» WHAT IS ASKED
Reproduce the data word for word, starting with the line that contains "Where can you see the shoulder" and running through the end of the data.

» ROWS
┄┄┄┄┄┄┄┄┄┄┄┄┄┄┄┄┄┄┄┄

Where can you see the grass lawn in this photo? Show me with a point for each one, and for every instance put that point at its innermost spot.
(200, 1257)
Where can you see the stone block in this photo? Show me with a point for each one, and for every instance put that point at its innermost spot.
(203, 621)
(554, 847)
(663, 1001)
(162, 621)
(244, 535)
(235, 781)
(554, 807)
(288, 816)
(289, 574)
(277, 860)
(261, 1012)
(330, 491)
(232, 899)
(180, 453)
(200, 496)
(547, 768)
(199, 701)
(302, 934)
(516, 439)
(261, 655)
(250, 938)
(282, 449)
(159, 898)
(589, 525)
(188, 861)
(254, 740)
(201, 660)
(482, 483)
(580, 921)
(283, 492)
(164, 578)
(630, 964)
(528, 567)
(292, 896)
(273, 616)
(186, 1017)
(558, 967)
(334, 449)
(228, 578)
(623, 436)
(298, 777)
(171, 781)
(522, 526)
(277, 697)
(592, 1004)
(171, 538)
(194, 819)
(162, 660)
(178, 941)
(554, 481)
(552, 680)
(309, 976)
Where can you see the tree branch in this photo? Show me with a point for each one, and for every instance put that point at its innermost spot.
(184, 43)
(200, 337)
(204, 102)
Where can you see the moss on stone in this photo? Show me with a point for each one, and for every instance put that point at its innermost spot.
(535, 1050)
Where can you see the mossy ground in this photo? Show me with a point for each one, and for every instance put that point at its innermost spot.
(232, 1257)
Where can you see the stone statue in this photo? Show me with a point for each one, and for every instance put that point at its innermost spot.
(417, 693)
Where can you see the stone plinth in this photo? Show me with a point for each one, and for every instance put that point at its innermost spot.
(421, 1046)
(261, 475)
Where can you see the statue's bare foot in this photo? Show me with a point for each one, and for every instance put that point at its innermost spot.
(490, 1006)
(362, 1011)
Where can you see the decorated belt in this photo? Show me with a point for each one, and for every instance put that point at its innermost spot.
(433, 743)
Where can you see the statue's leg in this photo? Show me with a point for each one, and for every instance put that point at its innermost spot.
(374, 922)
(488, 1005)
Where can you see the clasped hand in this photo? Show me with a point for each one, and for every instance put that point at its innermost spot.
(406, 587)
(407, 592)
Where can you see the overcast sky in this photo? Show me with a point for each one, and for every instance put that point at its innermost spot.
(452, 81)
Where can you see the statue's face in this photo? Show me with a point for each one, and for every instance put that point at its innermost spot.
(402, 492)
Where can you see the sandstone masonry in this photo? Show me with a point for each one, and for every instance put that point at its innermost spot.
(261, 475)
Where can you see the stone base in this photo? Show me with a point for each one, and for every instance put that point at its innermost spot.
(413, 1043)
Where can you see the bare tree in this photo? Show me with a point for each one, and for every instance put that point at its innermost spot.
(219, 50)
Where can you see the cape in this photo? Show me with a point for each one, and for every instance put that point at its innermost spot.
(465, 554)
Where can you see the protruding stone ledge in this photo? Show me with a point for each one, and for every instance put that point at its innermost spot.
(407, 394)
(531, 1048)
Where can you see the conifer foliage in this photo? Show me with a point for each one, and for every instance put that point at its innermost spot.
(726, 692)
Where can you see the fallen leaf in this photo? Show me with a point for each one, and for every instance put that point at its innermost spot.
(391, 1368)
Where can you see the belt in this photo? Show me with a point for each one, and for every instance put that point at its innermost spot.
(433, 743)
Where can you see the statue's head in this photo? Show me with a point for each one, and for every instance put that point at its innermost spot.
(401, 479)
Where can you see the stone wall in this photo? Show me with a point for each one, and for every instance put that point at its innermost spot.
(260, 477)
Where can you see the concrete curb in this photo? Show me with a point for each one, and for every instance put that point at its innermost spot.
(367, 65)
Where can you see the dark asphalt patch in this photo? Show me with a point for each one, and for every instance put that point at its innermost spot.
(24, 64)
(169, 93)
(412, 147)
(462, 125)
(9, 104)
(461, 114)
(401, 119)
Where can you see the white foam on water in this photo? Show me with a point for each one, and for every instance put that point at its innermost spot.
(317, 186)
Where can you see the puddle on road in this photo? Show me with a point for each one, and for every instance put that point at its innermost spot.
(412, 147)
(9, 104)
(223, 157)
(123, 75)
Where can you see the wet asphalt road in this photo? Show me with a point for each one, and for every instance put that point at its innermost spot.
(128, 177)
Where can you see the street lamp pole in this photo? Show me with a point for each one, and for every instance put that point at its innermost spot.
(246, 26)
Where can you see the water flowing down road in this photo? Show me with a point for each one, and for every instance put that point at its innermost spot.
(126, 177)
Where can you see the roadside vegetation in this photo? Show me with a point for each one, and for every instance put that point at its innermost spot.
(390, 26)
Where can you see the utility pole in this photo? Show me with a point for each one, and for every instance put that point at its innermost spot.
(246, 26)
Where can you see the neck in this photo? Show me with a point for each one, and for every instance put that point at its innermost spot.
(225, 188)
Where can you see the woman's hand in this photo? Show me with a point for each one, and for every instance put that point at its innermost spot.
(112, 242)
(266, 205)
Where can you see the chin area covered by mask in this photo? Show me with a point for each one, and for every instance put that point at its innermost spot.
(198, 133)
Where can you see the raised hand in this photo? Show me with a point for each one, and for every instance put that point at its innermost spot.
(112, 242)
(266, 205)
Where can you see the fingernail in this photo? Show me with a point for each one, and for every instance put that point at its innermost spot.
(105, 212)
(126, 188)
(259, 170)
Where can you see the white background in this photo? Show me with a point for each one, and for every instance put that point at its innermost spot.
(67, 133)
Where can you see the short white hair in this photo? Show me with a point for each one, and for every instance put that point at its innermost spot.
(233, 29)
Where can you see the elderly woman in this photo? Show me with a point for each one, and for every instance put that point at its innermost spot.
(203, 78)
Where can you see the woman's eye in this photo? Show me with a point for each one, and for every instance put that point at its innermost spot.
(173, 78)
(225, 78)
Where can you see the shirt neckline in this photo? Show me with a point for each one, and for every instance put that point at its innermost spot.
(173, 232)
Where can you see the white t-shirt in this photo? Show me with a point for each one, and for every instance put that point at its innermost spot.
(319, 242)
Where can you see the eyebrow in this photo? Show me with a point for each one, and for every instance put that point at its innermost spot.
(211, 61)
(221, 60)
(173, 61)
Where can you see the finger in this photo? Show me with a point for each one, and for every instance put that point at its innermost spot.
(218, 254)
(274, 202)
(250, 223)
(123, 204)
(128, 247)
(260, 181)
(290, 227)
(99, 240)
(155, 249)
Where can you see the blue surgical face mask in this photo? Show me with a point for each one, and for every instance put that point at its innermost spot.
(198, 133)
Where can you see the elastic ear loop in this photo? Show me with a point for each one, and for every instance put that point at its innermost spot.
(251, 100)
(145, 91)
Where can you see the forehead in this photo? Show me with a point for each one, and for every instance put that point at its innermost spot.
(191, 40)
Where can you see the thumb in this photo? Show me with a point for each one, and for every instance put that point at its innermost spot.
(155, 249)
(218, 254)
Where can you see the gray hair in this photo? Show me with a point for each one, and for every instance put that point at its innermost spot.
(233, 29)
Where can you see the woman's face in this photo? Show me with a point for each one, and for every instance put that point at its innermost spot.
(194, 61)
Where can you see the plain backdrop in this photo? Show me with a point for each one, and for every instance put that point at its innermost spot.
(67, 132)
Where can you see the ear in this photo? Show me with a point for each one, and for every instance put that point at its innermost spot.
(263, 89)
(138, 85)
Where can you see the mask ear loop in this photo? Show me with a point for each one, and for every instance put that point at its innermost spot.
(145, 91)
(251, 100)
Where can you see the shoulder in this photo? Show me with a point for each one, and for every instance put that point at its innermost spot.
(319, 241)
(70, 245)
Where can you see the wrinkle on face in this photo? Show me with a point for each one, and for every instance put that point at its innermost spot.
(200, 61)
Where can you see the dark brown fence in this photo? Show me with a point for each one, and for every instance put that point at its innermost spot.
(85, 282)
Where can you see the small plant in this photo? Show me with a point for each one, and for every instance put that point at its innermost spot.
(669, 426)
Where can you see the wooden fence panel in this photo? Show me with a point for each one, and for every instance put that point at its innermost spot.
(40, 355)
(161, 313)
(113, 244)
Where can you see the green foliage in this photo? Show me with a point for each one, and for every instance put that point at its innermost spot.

┄┄┄┄┄┄┄┄┄┄┄┄┄┄┄┄┄┄┄┄

» ANSWER TO THE TASK
Where can you see the shoulder in this photo? Show me with a point for each one, and for every instance put that point at its innermost spot.
(319, 241)
(70, 245)
Where can you see the wrinkle on face in this photo? Show me with a point for each one, and for every instance put that point at its innermost spot.
(200, 61)
Where can you see the dark brown fence in this photo? Show me with a point for each one, and for every instance put that point at its innermost spot.
(85, 282)
Where can you see the small plant in this photo? Show me with a point for each one, and for every instance put that point at its innermost spot.
(669, 426)
Where can you see the wooden fence panel in this photo? Show me with a point for each one, and for every instance put that point at its innermost spot.
(40, 355)
(161, 313)
(113, 244)
Where can you see the green foliage in this photo? Show me with a point for each one, and for every instance put that point at its innermost spot.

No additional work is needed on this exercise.